*** Begin section ***

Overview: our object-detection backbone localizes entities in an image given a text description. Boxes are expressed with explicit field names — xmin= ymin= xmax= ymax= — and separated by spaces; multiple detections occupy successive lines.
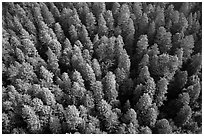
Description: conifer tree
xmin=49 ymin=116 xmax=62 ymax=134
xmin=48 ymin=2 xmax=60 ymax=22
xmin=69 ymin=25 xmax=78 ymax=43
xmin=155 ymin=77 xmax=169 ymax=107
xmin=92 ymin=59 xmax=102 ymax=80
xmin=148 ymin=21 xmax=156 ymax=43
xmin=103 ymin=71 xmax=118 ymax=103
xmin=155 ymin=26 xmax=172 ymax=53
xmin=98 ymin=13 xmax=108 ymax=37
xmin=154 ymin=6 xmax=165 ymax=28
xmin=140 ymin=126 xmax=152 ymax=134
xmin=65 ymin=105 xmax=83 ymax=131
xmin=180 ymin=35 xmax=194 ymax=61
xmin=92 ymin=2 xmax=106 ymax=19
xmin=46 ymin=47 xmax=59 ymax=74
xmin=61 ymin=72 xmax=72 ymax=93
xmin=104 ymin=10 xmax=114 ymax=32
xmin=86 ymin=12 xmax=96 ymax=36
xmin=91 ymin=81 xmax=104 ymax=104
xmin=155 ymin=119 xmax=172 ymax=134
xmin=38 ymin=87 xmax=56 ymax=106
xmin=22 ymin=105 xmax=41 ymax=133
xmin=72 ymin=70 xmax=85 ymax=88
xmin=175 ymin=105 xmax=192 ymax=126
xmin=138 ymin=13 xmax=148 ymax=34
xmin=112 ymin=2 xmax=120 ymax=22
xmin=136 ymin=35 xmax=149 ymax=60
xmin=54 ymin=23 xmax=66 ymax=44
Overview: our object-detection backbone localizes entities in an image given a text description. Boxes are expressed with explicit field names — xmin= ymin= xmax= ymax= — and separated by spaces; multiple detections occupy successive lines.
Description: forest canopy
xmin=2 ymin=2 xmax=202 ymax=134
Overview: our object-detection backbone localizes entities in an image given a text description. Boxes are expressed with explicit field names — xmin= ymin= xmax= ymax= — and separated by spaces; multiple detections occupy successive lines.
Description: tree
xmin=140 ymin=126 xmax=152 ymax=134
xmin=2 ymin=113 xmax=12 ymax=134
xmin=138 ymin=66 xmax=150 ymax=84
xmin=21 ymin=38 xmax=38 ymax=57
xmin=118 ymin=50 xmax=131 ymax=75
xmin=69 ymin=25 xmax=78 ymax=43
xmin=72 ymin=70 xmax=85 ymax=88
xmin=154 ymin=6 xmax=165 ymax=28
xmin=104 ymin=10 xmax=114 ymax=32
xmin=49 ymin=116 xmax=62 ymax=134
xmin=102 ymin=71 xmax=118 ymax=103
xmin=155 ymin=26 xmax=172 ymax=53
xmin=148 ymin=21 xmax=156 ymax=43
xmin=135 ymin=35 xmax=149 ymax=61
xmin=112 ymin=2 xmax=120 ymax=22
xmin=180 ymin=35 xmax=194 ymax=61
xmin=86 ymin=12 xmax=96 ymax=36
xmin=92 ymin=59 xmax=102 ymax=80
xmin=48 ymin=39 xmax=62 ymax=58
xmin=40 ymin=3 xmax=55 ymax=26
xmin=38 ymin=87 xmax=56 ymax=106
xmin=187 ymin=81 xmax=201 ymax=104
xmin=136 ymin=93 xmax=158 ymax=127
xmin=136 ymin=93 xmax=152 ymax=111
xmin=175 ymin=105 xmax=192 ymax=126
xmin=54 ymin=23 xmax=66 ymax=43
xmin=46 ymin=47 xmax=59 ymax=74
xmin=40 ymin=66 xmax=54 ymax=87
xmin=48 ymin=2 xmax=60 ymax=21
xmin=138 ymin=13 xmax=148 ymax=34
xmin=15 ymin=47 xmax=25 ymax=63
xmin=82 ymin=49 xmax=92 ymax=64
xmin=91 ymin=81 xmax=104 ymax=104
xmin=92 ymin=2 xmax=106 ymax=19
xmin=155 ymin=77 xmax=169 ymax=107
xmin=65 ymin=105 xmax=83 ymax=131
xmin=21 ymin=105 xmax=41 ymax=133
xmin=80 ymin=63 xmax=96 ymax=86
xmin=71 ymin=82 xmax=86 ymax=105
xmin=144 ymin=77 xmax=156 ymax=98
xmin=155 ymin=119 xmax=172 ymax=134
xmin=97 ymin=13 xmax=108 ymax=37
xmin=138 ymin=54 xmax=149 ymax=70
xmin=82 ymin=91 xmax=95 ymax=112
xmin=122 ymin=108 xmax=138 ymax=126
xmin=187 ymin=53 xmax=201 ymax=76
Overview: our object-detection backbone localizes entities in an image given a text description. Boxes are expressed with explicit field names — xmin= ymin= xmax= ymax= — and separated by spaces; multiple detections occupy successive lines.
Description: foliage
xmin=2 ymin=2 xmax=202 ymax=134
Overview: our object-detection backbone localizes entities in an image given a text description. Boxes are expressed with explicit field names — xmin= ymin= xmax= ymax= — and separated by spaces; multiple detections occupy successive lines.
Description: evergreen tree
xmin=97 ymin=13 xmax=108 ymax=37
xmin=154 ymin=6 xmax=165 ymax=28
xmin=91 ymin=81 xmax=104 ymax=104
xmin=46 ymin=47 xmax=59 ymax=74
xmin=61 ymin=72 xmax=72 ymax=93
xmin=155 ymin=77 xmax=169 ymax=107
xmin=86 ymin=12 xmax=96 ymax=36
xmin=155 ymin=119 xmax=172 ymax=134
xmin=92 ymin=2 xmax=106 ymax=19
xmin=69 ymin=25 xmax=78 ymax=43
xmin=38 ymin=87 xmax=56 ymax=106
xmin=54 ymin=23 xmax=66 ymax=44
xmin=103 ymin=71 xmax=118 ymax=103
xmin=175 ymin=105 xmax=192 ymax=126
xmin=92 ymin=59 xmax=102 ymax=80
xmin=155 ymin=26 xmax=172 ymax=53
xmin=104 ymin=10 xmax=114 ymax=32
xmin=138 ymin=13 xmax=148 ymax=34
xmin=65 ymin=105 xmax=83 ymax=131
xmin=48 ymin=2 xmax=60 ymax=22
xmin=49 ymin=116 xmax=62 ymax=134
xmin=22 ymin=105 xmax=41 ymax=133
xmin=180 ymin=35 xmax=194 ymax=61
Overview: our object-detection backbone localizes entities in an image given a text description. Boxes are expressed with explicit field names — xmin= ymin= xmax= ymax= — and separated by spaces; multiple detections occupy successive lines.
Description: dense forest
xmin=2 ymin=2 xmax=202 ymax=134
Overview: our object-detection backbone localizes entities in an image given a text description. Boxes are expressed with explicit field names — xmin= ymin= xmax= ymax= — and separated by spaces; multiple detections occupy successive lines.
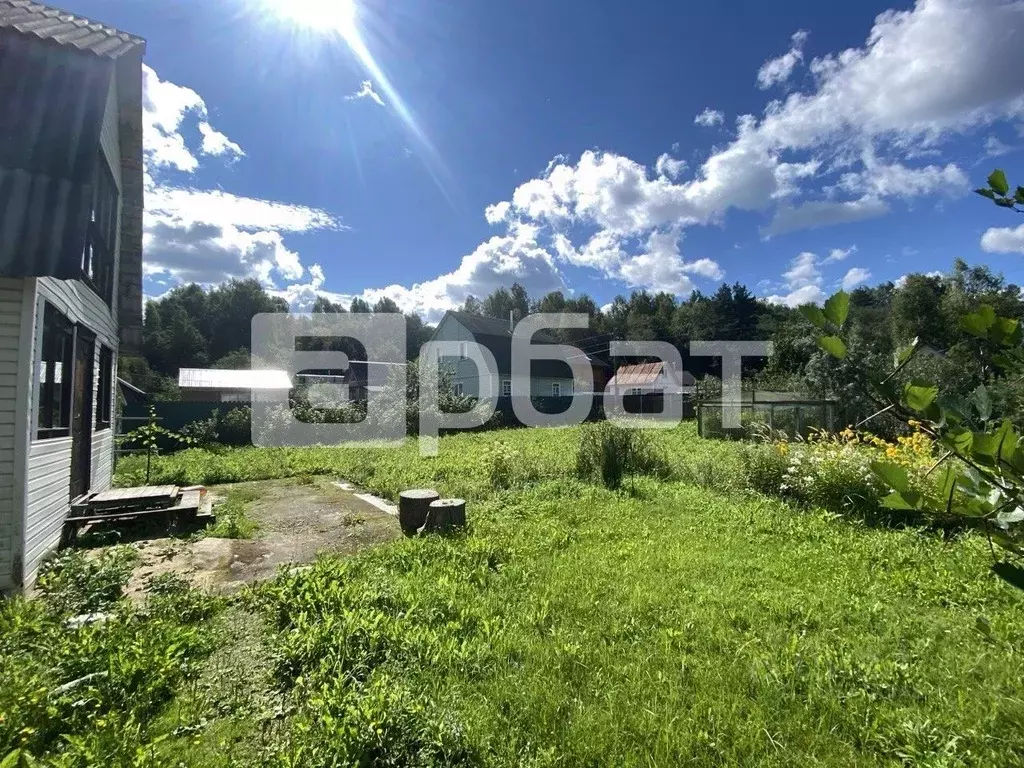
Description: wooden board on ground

*** End section ***

The answer is the whole listing retyped exactly, with pictures omitted.

Overview: our object-detection backbone localizes entities in an image given a text description. Boxes are expressed with explicit field names — xmin= ymin= xmax= ymax= — and separated by spaces; multiple detections occupy successive lines.
Description: conifer tree
xmin=49 ymin=116 xmax=62 ymax=134
xmin=48 ymin=2 xmax=60 ymax=22
xmin=69 ymin=25 xmax=78 ymax=43
xmin=155 ymin=77 xmax=169 ymax=107
xmin=92 ymin=59 xmax=102 ymax=80
xmin=148 ymin=21 xmax=156 ymax=43
xmin=103 ymin=71 xmax=118 ymax=103
xmin=155 ymin=26 xmax=172 ymax=53
xmin=98 ymin=13 xmax=108 ymax=37
xmin=154 ymin=6 xmax=165 ymax=28
xmin=140 ymin=126 xmax=152 ymax=134
xmin=65 ymin=105 xmax=83 ymax=131
xmin=180 ymin=35 xmax=194 ymax=61
xmin=92 ymin=2 xmax=106 ymax=19
xmin=46 ymin=47 xmax=59 ymax=74
xmin=61 ymin=72 xmax=72 ymax=93
xmin=104 ymin=10 xmax=114 ymax=32
xmin=86 ymin=12 xmax=96 ymax=36
xmin=91 ymin=81 xmax=104 ymax=104
xmin=155 ymin=119 xmax=172 ymax=134
xmin=38 ymin=87 xmax=56 ymax=106
xmin=22 ymin=105 xmax=41 ymax=133
xmin=72 ymin=70 xmax=85 ymax=88
xmin=175 ymin=105 xmax=192 ymax=126
xmin=138 ymin=13 xmax=148 ymax=34
xmin=112 ymin=2 xmax=120 ymax=22
xmin=136 ymin=35 xmax=149 ymax=60
xmin=54 ymin=23 xmax=66 ymax=44
Overview: our object-detection backbone localizes entities in an image given a text description. Boxes are expressed with explicit field names — xmin= ymin= xmax= ymax= — and separated by spaces; multiple detections occupy successive lines.
Description: forest canopy
xmin=2 ymin=2 xmax=202 ymax=134
Overview: our object-detection backbone localizes entities in an image given a text description. Boxes are expressed with explicit field names — xmin= ymin= xmax= ymax= — and separated by spaces; multiple detections occupy successive lines.
Description: tree
xmin=140 ymin=126 xmax=152 ymax=134
xmin=2 ymin=113 xmax=12 ymax=134
xmin=138 ymin=66 xmax=150 ymax=84
xmin=21 ymin=38 xmax=38 ymax=57
xmin=118 ymin=50 xmax=131 ymax=75
xmin=69 ymin=25 xmax=78 ymax=43
xmin=72 ymin=70 xmax=85 ymax=88
xmin=154 ymin=6 xmax=165 ymax=28
xmin=104 ymin=10 xmax=114 ymax=32
xmin=49 ymin=116 xmax=62 ymax=134
xmin=102 ymin=71 xmax=118 ymax=103
xmin=155 ymin=26 xmax=172 ymax=53
xmin=148 ymin=21 xmax=156 ymax=43
xmin=135 ymin=35 xmax=149 ymax=61
xmin=112 ymin=2 xmax=120 ymax=22
xmin=180 ymin=35 xmax=194 ymax=61
xmin=86 ymin=12 xmax=96 ymax=36
xmin=92 ymin=59 xmax=102 ymax=80
xmin=48 ymin=39 xmax=62 ymax=58
xmin=40 ymin=3 xmax=55 ymax=26
xmin=38 ymin=87 xmax=56 ymax=106
xmin=187 ymin=81 xmax=201 ymax=104
xmin=136 ymin=93 xmax=158 ymax=127
xmin=136 ymin=93 xmax=152 ymax=111
xmin=175 ymin=105 xmax=192 ymax=126
xmin=54 ymin=23 xmax=66 ymax=43
xmin=46 ymin=47 xmax=59 ymax=74
xmin=40 ymin=66 xmax=54 ymax=87
xmin=48 ymin=2 xmax=60 ymax=21
xmin=138 ymin=13 xmax=148 ymax=34
xmin=15 ymin=47 xmax=25 ymax=63
xmin=82 ymin=49 xmax=92 ymax=64
xmin=91 ymin=81 xmax=104 ymax=104
xmin=92 ymin=2 xmax=106 ymax=19
xmin=155 ymin=77 xmax=169 ymax=107
xmin=65 ymin=105 xmax=83 ymax=131
xmin=21 ymin=105 xmax=41 ymax=133
xmin=80 ymin=63 xmax=96 ymax=86
xmin=71 ymin=82 xmax=86 ymax=105
xmin=144 ymin=77 xmax=156 ymax=98
xmin=155 ymin=119 xmax=172 ymax=134
xmin=97 ymin=13 xmax=108 ymax=37
xmin=138 ymin=54 xmax=149 ymax=70
xmin=82 ymin=91 xmax=95 ymax=112
xmin=122 ymin=108 xmax=138 ymax=126
xmin=187 ymin=53 xmax=201 ymax=76
Overview: our object-detection backbone localizes entities in an image given a text description. Boxes are expressed with explicit field names — xmin= ymin= xmax= ymax= — and separated by spaces; multiple detections occupy successive lines.
Description: foliage
xmin=2 ymin=2 xmax=202 ymax=134
Overview: our object-detection backbone localizes entities in an image given a text description. Boxes are expressed with explicit field names — xmin= ymin= xmax= ymax= — and separated by spaces; multiple detections occupy successive lines.
Description: evergreen tree
xmin=97 ymin=13 xmax=108 ymax=37
xmin=154 ymin=6 xmax=165 ymax=28
xmin=91 ymin=81 xmax=104 ymax=104
xmin=46 ymin=47 xmax=59 ymax=74
xmin=61 ymin=72 xmax=72 ymax=93
xmin=155 ymin=77 xmax=169 ymax=107
xmin=86 ymin=12 xmax=96 ymax=36
xmin=155 ymin=119 xmax=172 ymax=134
xmin=92 ymin=2 xmax=106 ymax=19
xmin=69 ymin=25 xmax=78 ymax=43
xmin=38 ymin=87 xmax=56 ymax=106
xmin=54 ymin=23 xmax=66 ymax=44
xmin=103 ymin=71 xmax=118 ymax=103
xmin=175 ymin=105 xmax=192 ymax=126
xmin=92 ymin=59 xmax=102 ymax=80
xmin=155 ymin=26 xmax=172 ymax=53
xmin=104 ymin=10 xmax=114 ymax=32
xmin=138 ymin=13 xmax=148 ymax=34
xmin=65 ymin=105 xmax=83 ymax=131
xmin=48 ymin=2 xmax=60 ymax=22
xmin=49 ymin=116 xmax=62 ymax=134
xmin=22 ymin=105 xmax=41 ymax=133
xmin=180 ymin=35 xmax=194 ymax=61
Overview: our object-detection backbone localizes entities in an image given a text description. Boxes are expressed with explicit field names — xmin= ymin= xmax= ymax= — and separated by spaces; multiple detections occupy successive lines.
Description: dense forest
xmin=2 ymin=2 xmax=202 ymax=134
Overview: our object-detection backbone localizes entities in an image given a text description. Boxes are expressed with explicit field names — xmin= ymin= xmax= ymax= — and separated by spaces; multiple detections occupy successive lines.
Description: wooden board on ground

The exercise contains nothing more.